In the excerpt below, who launched Global Carnival Time?

[start Text segment]

One of these goals is to extend national parks to increase protected land from the current 12.5 per cent to 17 per cent globally, and oceans from 1 per cent to 10 per cent by 2020. This will impress local fishing groups commercial and recreational, who are fighting an extension of no catch zones in the nearby Solitary Islands Marine Park (containing over 550 species of reef fish, 90 species of hard coral and 600 species of molluscs).

Biodiversity - who cares a monkey's?

Dawn from the balcony with sea glimpse, we were whale watching from here a week ago.

October began with sunrise glinting on the koala sign:

and finding the bower of a Satin Bowerbird

Was life as satisfying before the invention of plastic?

The Bellingen art show opened with B badly hung in the 'dungeon'.

Then it was Global Carnival Time, launched by Uncle Martin and the Gumbaynggir dancers.

We danced to The Woohoo Revue, wild Balkan/gypsy music and others.

Saturday 2nd

It started raining hard at the festival, but some great music.

There were Tibetan monks [Ven. Geshe Jamyang and Karma from Sera Monastery (founded 1419) one of the four great monasteries of Central Tibet] and young punks

It kept raining - Sunday was cancelled, the campers evacuated and $$$ lost.

[end Text segment]
[start Data rows]

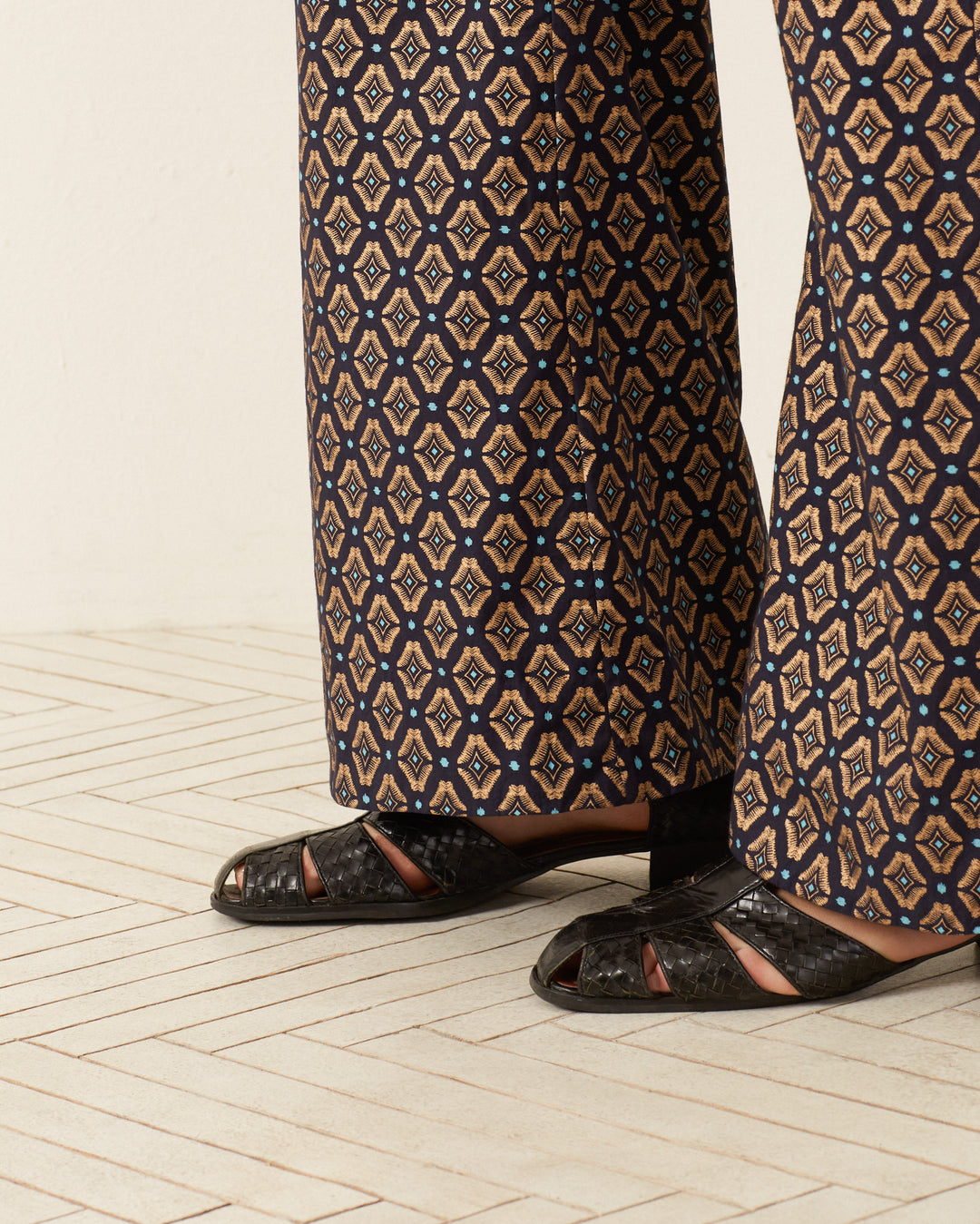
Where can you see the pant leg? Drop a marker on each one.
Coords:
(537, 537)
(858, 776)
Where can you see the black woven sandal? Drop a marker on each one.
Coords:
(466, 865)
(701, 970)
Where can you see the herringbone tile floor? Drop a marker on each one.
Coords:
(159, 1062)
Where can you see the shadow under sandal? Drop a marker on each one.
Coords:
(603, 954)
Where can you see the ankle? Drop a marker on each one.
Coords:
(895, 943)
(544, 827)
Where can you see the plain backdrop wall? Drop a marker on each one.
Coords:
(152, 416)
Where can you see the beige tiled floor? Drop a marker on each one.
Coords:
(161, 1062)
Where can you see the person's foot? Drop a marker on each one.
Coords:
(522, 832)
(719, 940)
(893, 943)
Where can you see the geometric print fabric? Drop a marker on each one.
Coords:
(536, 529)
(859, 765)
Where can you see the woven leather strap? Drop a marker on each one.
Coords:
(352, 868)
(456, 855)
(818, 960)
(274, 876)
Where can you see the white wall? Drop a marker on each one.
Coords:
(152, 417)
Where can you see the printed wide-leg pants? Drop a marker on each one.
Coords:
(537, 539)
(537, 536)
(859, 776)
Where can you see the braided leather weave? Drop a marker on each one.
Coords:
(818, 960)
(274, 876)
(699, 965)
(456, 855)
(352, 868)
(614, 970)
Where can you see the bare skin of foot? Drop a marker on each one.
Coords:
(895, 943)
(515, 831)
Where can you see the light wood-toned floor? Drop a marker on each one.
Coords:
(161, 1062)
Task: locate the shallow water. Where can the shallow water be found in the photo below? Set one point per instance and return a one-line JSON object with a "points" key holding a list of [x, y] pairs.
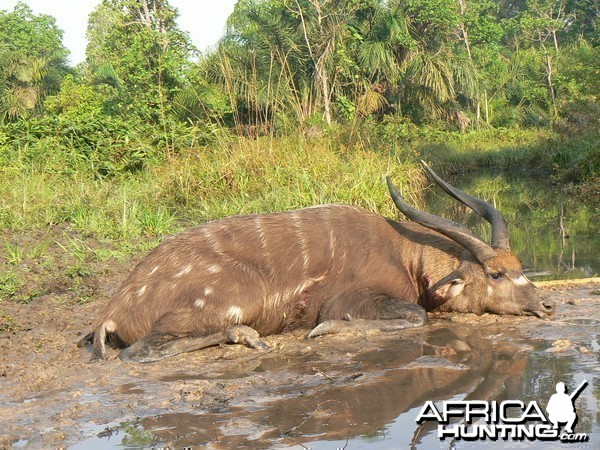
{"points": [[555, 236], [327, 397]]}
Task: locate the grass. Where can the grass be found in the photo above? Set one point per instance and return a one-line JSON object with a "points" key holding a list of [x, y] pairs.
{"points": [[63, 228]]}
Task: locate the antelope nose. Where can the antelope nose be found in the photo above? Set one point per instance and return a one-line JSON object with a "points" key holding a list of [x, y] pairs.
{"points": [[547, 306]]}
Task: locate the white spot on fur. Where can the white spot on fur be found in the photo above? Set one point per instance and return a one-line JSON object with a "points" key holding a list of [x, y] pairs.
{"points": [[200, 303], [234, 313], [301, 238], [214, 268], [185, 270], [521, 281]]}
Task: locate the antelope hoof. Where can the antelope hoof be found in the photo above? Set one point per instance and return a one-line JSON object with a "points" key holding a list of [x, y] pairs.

[end Data rows]

> [Worked solution]: Uncle Martin and the Gumbaynggir dancers.